_Exercise prompt_.
Transcribe the records underneath word for word, and leave no line out.

(Referring expression data)

------------

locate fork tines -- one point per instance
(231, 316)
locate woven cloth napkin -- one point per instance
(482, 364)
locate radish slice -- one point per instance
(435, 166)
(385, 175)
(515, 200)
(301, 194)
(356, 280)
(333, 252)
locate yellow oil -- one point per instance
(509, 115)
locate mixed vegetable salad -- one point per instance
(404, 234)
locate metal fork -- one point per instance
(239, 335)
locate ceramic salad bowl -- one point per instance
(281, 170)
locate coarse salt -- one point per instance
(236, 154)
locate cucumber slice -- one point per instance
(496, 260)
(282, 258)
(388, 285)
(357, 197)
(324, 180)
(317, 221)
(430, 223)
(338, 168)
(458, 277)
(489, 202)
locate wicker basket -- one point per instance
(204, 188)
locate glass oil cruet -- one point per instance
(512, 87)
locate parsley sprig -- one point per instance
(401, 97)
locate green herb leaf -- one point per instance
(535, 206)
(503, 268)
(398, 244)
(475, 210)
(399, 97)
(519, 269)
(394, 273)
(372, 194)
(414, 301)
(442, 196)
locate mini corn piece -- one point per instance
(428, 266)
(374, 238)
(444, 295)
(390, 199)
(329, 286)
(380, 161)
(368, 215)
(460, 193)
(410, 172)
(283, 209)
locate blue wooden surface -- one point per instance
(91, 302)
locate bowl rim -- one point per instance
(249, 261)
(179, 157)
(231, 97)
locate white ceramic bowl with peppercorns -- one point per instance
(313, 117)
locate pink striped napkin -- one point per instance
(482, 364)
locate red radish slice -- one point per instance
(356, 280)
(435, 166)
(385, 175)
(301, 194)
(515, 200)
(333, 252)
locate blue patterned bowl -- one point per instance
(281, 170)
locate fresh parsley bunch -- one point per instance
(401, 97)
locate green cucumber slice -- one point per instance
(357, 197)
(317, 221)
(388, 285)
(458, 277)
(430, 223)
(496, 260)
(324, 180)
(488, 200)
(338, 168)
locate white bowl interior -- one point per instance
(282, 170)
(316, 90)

------------

_Written solution_.
locate fork tines -- one point per instance
(231, 316)
locate woven cloth napkin -- one point per instance
(482, 364)
locate radish slice -- one point per instance
(435, 166)
(385, 175)
(515, 200)
(301, 194)
(356, 280)
(333, 252)
locate yellow oil -- one point per instance
(509, 115)
locate mixed vegetable salad -- one point per instance
(404, 234)
locate metal fork -- one point per instance
(239, 335)
locate ceramic salad bowl -- one point per instance
(281, 170)
locate coarse salt -- one point per instance
(236, 154)
locate cucumber slice -- one point per instance
(496, 260)
(282, 258)
(388, 285)
(357, 197)
(324, 180)
(317, 221)
(430, 223)
(338, 168)
(458, 277)
(489, 202)
locate wicker basket -- one point per instance
(204, 188)
locate glass oil cruet -- one point per instance
(512, 87)
locate parsley sprig -- one point per instance
(401, 97)
locate green herb leaf -- one point per instance
(535, 206)
(503, 268)
(398, 244)
(475, 210)
(399, 97)
(519, 269)
(394, 273)
(372, 194)
(414, 301)
(442, 196)
locate mini corn piece -- one point per instance
(428, 266)
(374, 238)
(444, 295)
(390, 199)
(329, 286)
(380, 161)
(368, 215)
(460, 193)
(410, 172)
(283, 209)
locate blue wooden surface -- one point per instance
(91, 302)
locate bowl rim -- one point per instance
(249, 261)
(179, 157)
(231, 97)
locate white ceramic bowl with peppercorns -- one point per instance
(313, 117)
locate pink striped napkin -- one point per instance
(482, 364)
locate red radish slice -- one point per instance
(356, 280)
(435, 166)
(385, 175)
(301, 194)
(515, 200)
(333, 252)
locate blue patterned bowl -- one point per instance
(281, 170)
locate fresh parsley bunch -- one point per instance
(401, 97)
locate green cucumber slice -- one point per instance
(357, 197)
(317, 221)
(388, 285)
(458, 277)
(430, 223)
(496, 260)
(324, 180)
(488, 200)
(338, 168)
locate white bowl interior -- one point per instance
(282, 170)
(316, 90)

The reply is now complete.